→ **Document text**:
Everything Looks Like a Nail…

4 thoughts on “Everything Looks Like a Nail…”

  1. Both Infinite and Spec Ops were successful at grasping the player’s emotions. That succeeded in getting me to replay both games a few times. With Spec Ops I definitely got engrossed in the story. (So much so that I finished it on hardest difficulty for the MFWIC achievment.) I realized that setting both games on the highest difficulty made them more of a slog and less fun, but I felt I needed to be able to die easily to complete the experience. I didn’t think either Infinite or Spec Ops were great though – no matter how much I replayed them.
    Spec Ops constantly took me out of the narrative because I just couldn’t accept the story, it was too fantastic. Both games stories suffer from the “point of no return:” Inifinite has you decide to keep jumping through tears despite not knowing where they lead. Spec Ops has you decide to go deeper after first contact with enemies rather than turn back and call in backup.
    In addition, Spec Ops has the same problem of violence as Infinite. Popping off head gets old after a while but the whole point of the game is you’re gunning down armed civilians who’re protecting their home and your brothers in the US military. Its the context of the violence that gets me the most. After every playthrough and every snarky loading screen it felt like the writer was saying “oh you like shooters, well how about *this* [insert brutal war crime/act of barbarism]” It didn’t feel like it was advancing any discussion about violence since the plot was so ridiculous. Am I supposed to sit down at the original CoD: Modern Warfare campaigh and think oh wow this violence is wrong? No. You are the good guy supersoldier and you are fighting the good fight. I suppose you do have a point about body count. Spec Ops makes you notice the body count because its *your* people/innocents you’re gunning down. I don’t mourn every Russian or Jihadi I’ve ventilated in CoD or BF3 – so if they wanted to make a point about how many “people” die in modern games, maybe that’s what it took. Doom was before my time, but I’m going to assume you slay a heck of a lot of enemies in that old game. Instead of pixellated demons, we’ve got lifelike pixellated human enemies. But again, I think its the contex that matters. Maybe we need to end the “supersoldier” concept rather than just decry violence. Playing Red Orchestra 2 or Verdun really brings the gravity of one bullet home to you. I’m rambling now but that’s part of why I don’t think Spec Ops has all that much to say to the shooter genre.

→ **Job a**:
Answer these questions from the comment about shooter games, one line each:
(i) On what difficulty did the commenter finish Spec Ops?
(ii) What does the commenter say Spec Ops has you decide after first contact with enemies?
(iii) Which two games does the commenter say bring the gravity of one bullet home?
The comment about shooter games and the entries after it were taken from unrelated sources.

→ **Data supplied**:

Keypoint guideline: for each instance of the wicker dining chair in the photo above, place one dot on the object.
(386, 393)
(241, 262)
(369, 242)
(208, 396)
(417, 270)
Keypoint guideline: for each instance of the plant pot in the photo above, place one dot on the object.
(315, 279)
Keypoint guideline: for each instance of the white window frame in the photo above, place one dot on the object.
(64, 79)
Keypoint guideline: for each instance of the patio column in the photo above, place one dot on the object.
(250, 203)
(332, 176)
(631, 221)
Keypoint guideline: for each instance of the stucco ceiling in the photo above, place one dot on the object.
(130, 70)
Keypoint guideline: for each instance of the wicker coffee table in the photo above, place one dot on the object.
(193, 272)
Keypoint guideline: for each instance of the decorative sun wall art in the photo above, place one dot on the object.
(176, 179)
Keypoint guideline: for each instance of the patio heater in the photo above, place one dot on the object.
==
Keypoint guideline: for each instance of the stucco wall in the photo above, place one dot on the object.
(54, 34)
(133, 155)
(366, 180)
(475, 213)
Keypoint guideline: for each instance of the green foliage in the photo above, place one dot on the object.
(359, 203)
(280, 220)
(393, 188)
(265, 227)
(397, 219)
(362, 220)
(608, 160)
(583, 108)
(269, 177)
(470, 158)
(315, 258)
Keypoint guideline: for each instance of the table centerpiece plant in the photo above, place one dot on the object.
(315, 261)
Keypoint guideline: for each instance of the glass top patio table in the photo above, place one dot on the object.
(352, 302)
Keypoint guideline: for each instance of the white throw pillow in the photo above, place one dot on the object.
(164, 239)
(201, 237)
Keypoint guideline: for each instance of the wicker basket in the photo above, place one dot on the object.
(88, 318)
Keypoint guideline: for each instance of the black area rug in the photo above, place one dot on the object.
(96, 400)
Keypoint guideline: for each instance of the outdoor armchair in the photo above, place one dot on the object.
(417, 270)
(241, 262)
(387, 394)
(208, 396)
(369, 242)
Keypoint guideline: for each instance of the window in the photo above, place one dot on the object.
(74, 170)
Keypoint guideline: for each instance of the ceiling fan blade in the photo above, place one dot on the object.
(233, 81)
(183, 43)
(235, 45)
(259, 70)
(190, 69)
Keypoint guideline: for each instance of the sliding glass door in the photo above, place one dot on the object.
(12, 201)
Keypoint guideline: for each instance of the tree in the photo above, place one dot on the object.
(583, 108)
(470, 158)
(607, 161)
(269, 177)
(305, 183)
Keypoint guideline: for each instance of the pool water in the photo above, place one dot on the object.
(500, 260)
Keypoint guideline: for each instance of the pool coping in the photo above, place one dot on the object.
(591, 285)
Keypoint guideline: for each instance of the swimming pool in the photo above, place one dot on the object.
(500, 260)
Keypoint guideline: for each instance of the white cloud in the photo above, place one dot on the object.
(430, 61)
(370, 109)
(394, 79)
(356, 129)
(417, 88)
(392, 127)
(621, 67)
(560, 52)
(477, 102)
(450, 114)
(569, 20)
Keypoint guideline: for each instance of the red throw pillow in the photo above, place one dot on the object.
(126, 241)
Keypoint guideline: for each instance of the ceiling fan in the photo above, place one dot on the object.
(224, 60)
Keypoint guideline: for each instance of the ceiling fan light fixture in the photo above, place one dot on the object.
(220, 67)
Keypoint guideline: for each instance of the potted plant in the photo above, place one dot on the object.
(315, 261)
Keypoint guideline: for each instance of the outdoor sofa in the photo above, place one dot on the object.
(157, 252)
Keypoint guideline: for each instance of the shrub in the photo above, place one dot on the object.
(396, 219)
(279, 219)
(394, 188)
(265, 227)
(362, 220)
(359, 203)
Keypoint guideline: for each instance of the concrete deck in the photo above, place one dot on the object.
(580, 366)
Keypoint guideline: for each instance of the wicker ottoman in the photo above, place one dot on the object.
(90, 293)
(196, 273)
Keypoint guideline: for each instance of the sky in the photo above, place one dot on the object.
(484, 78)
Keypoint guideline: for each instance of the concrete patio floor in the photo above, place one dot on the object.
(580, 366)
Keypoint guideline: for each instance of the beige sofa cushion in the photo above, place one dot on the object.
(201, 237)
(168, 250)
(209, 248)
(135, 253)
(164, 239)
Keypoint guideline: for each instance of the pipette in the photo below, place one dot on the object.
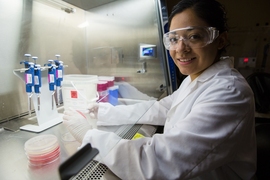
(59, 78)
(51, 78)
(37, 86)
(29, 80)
...
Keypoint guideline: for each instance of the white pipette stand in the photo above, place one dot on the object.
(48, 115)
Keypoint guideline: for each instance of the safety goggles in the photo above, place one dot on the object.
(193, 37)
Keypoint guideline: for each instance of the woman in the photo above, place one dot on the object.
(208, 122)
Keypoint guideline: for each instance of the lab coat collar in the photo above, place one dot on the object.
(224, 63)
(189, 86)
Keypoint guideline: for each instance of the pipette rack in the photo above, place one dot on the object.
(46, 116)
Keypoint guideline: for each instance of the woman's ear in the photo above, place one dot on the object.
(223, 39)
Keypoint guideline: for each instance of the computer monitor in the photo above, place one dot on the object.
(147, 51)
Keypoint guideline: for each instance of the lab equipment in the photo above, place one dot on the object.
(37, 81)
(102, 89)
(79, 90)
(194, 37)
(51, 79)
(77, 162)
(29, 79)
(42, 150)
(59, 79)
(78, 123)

→ **Job b**: Transcribe the lines of the entries from the line with "Keypoint guideline: for each instance of the decorative" up to and including the line with "Keypoint guideline: for each instance of the patio heater".

→ **Response a**:
(i) The hardest difficulty.
(ii) To go deeper rather than turn back and call in backup.
(iii) Red Orchestra 2 and Verdun.

→ **Response b**:
Keypoint guideline: for each instance of the decorative sun wall art in the photo above, place one dot on the object.
(176, 179)
Keypoint guideline: for each instance of the patio heater in the photo above, place one dot on the object.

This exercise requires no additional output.